# Task requirements
1. In two sentences, summarize the passage on epilepsy and autoimmune disease.
2. Transcribe the passage on epilepsy and autoimmune disease from "Investigators at the" to "is documented [4].", word for word.

Study text Start Marker

Investigators at University of New South Wales, Sydney, Australia, and Boston Children's Hospital, Harvard Medical School, conducted a retrospective population-level study of the relationship between epilepsy and 12 common autoimmune diseases: type 1 diabetes mellitus, psoriasis, rheumatoid arthritis, Graves disease, Hashimoto thyroiditis, Crohn disease, ulcerative colitis, systemic lupus erythematosus, antiphospholipid syndrome, Sjogren syndrome, myasthenia gravis, and celiac disease. The risk of epilepsy was significantly heightened among patients with all autoimmune diseases (P< 0.001), and especially in children. Children with autoimmune diseases had a 5-fold increased risk of epilepsy. [1]
COMMENTARY. The authors theorize that the occurrence of epilepsy in patients with autoimmune disease (AD) might be attributable to the inflammatory component of AD [1]. Also, certain anticonvulsant drugs, such as valproate and carbamazepine, are anti-inflammatory, and some anti-inflammatory drugs have anticonvulsant properties [2].
Investigators at the Lurie Children's Hospital of Chicago have provided several reports of the role of brain inflammation in epileptogenesis. Cortical tissue collected from children with intractable epilepsy at time of surgery showed active neuroinflammation and marked cellular injury [3]. In a review of brain inflammation in the pathogenesis of epilepsy, common pediatric autoimmune diseases are implicated, and the effective use of anti-inflammatory treatments of intractable epilepsy, such as steroids, is documented [4].

Study text End Marker
Available data Start Marker

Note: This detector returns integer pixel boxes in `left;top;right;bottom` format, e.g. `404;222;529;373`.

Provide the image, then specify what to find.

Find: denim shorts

Available data End Marker

# Written responses
1. A retrospective population-level study by investigators in Sydney and Boston found that patients with any of 12 common autoimmune diseases had a significantly heightened risk of epilepsy, and children with autoimmune diseases had a 5-fold increased risk. The commentary suggests that the inflammatory component of autoimmune disease might account for this, noting that some anticonvulsants are anti-inflammatory and some anti-inflammatory drugs are anticonvulsant, and reports from Lurie Children's Hospital of Chicago describe active neuroinflammation in cortical tissue from children with intractable epilepsy and the effective use of anti-inflammatory treatments such as steroids.

2.
Investigators at the Lurie Children's Hospital of Chicago have provided several reports of the role of brain inflammation in epileptogenesis. Cortical tissue collected from children with intractable epilepsy at time of surgery showed active neuroinflammation and marked cellular injury [3]. In a review of brain inflammation in the pathogenesis of epilepsy, common pediatric autoimmune diseases are implicated, and the effective use of anti-inflammatory treatments of intractable epilepsy, such as steroids, is documented [4].